Vorliegender Text:
81 Prozent der 2022 angezeigten Gewaltdelikte in Basel wurden von Männern begangen. Deshalb fordert der GLP-Grossrat Johannes Sieber in einer schriftlichen Anfrage an die Basler Regierung eine geschlechtsspezifische Gewaltprävention – das unterstützt auch das Basler Männerbüro in einem Artikel der BaZ.
Braucht es bessere geschlechtsspezifische Gewaltprävention?
Allgemeine Gewaltprävention
Es braucht eine allgemeine Gewaltprävention, welche dynamisch auf spezifische statistische Gegebenheiten reagieren kann.
Ja, es braucht!

Datenauszüge:
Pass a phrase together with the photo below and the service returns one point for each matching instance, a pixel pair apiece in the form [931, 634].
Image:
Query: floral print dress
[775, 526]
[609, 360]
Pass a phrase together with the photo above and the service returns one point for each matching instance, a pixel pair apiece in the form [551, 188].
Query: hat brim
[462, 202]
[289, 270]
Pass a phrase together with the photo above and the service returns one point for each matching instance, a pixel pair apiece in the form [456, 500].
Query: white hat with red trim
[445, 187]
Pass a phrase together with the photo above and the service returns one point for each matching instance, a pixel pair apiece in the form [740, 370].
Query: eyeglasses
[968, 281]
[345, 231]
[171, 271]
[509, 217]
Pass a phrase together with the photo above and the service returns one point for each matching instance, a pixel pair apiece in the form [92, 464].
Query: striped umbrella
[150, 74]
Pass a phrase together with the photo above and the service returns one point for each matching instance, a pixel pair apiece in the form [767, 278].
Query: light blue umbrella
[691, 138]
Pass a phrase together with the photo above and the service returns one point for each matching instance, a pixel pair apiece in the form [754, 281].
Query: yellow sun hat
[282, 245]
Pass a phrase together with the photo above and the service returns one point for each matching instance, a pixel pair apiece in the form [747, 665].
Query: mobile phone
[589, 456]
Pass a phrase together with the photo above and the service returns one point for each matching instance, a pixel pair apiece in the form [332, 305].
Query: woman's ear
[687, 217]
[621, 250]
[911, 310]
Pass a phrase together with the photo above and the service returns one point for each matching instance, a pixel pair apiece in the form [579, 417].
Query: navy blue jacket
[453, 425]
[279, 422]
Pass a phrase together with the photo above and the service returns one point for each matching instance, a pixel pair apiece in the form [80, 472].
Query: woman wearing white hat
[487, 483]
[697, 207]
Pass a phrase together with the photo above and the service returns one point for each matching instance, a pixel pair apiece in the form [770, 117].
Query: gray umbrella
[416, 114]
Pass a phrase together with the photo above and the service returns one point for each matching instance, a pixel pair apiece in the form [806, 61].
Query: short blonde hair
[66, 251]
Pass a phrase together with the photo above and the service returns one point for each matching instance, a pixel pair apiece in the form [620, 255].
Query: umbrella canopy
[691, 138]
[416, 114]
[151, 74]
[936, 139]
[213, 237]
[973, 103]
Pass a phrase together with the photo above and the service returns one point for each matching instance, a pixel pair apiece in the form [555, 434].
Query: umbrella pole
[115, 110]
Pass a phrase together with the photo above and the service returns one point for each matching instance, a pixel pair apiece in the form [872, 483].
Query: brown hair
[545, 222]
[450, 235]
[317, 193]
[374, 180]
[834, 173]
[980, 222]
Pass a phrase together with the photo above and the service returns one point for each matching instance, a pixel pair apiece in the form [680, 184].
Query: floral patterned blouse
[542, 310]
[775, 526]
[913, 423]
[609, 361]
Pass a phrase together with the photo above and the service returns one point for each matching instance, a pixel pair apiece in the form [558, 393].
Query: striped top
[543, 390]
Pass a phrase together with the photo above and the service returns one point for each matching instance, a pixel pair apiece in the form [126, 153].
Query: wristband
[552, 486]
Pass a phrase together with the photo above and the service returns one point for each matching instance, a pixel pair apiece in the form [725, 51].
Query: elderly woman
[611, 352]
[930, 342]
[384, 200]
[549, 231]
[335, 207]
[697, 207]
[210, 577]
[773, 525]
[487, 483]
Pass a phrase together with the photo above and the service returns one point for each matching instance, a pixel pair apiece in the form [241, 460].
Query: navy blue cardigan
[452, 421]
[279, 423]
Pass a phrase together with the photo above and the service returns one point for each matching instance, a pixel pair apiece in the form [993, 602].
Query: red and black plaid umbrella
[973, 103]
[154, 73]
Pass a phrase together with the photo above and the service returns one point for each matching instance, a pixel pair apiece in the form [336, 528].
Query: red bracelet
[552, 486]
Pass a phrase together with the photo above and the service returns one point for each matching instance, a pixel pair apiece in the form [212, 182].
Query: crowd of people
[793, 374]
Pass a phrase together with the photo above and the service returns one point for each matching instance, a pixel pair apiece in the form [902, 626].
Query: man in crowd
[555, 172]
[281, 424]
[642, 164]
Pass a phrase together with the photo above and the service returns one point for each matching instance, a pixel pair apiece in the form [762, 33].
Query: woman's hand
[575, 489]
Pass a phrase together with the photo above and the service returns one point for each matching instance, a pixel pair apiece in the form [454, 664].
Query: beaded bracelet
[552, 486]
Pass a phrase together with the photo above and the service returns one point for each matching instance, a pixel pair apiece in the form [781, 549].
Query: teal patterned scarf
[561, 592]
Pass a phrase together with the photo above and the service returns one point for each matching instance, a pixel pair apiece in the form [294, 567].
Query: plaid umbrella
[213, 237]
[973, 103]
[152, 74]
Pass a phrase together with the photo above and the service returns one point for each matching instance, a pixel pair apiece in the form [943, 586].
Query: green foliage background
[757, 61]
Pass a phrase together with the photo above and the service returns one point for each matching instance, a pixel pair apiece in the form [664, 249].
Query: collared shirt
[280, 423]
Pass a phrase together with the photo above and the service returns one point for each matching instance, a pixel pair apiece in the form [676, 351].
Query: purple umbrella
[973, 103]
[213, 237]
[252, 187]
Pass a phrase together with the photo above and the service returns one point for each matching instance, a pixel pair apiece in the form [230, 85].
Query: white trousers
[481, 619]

Aufgabe A: Fasse den Absatz aus dem Text zur Gewaltprävention, der mit „81 Prozent der 2022“ beginnt, kürzer zusammen und behalte dabei seine wichtigsten Fakten bei.
Aufgabe B: Extrahiere aus dem Text zur Gewaltprävention die Stelle von „81 Prozent der“ bis einschließlich „Gegebenheiten reagieren kann.“ unverändert.
Die Datensätze stehen in keinem Zusammenhang mit dem Text zur Gewaltprävention.

Antwort A: Männer begingen 81 Prozent der 2022 in Basel angezeigten Gewaltdelikte. GLP-Grossrat Johannes Sieber verlangt daher in einer schriftlichen Anfrage an die Basler Regierung eine geschlechtsspezifische Gewaltprävention. Das Basler Männerbüro unterstützt diese Forderung in einem BaZ-Artikel.

Antwort B:
81 Prozent der 2022 angezeigten Gewaltdelikte in Basel wurden von Männern begangen. Deshalb fordert der GLP-Grossrat Johannes Sieber in einer schriftlichen Anfrage an die Basler Regierung eine geschlechtsspezifische Gewaltprävention – das unterstützt auch das Basler Männerbüro in einem Artikel der BaZ.
Braucht es bessere geschlechtsspezifische Gewaltprävention?
Allgemeine Gewaltprävention
Es braucht eine allgemeine Gewaltprävention, welche dynamisch auf spezifische statistische Gegebenheiten reagieren kann.